In the entries below, work out how many lines include "farmer", and write only that number.

========================================

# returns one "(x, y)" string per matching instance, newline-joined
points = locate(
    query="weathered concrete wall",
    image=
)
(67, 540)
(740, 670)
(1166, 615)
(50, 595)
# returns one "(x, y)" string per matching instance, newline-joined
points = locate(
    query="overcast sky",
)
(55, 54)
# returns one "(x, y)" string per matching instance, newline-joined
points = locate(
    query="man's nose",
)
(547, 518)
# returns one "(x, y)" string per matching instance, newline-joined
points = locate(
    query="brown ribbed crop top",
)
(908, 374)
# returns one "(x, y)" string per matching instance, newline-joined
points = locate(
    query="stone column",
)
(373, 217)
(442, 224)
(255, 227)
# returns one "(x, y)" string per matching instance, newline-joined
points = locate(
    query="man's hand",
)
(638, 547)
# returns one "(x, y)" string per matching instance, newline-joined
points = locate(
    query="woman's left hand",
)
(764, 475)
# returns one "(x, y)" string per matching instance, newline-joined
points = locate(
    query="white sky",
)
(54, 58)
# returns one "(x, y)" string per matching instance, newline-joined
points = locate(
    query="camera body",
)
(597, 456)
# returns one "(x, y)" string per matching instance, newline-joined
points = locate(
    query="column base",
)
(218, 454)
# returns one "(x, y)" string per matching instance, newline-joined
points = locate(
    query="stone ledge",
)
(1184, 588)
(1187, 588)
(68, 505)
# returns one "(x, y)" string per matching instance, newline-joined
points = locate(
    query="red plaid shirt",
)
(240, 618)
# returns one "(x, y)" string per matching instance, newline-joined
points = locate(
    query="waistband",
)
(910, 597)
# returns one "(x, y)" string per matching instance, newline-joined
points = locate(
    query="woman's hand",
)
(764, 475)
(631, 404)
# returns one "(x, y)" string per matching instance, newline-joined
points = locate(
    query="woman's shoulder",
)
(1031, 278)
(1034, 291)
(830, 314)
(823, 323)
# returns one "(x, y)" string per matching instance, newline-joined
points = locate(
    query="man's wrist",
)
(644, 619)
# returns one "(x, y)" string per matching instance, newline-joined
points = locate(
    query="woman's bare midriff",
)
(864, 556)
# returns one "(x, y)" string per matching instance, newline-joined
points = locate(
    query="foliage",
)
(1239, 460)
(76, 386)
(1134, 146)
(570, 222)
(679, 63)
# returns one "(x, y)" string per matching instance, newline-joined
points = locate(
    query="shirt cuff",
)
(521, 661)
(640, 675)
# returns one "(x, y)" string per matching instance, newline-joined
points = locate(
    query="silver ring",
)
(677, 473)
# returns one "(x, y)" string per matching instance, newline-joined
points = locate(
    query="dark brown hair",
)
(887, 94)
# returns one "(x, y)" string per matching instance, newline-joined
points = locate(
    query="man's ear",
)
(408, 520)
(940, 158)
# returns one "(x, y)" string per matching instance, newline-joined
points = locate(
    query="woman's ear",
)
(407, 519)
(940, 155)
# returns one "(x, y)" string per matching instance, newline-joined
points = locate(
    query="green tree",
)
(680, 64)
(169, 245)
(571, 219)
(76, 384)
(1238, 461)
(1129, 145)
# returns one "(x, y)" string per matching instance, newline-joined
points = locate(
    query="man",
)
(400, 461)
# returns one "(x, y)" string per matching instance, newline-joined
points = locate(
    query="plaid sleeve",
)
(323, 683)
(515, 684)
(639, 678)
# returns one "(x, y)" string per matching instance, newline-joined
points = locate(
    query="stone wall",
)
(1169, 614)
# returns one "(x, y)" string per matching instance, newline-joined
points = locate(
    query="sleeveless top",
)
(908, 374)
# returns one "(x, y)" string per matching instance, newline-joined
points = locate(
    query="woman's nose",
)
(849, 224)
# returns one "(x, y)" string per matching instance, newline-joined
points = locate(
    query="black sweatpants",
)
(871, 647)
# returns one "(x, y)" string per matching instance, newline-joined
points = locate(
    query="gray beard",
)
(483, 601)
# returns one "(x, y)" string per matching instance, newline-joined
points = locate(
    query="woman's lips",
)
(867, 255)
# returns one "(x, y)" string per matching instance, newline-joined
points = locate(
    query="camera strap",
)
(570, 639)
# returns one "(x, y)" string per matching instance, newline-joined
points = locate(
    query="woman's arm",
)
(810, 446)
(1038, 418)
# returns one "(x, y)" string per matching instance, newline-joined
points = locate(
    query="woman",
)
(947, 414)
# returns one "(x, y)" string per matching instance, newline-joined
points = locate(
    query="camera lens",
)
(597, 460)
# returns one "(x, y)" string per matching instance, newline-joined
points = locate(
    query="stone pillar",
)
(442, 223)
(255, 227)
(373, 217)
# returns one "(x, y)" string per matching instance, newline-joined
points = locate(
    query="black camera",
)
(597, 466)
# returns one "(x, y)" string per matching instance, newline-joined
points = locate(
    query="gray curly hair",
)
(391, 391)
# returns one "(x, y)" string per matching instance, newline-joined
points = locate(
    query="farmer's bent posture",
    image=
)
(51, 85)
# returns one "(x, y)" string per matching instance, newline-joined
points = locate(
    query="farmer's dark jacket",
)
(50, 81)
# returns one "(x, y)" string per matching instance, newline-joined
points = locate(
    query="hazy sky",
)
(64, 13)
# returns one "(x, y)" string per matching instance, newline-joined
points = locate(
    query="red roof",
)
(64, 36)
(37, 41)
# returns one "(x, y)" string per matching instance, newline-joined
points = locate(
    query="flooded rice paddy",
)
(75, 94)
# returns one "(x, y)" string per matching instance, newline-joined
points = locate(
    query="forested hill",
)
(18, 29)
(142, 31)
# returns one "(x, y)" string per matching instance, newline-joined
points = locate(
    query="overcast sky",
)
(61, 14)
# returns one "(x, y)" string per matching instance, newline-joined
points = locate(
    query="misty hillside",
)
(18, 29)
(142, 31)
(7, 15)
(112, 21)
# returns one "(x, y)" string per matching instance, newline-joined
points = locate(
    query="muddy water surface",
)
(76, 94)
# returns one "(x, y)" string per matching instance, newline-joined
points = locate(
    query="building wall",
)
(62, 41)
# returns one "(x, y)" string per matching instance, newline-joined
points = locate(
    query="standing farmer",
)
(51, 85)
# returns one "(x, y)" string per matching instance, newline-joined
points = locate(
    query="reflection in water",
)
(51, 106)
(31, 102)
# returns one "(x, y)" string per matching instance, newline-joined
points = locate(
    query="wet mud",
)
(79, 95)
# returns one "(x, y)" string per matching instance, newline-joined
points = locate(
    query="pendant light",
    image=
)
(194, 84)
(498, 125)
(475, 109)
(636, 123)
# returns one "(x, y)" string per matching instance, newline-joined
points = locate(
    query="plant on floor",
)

========================================

Answer to this problem – 3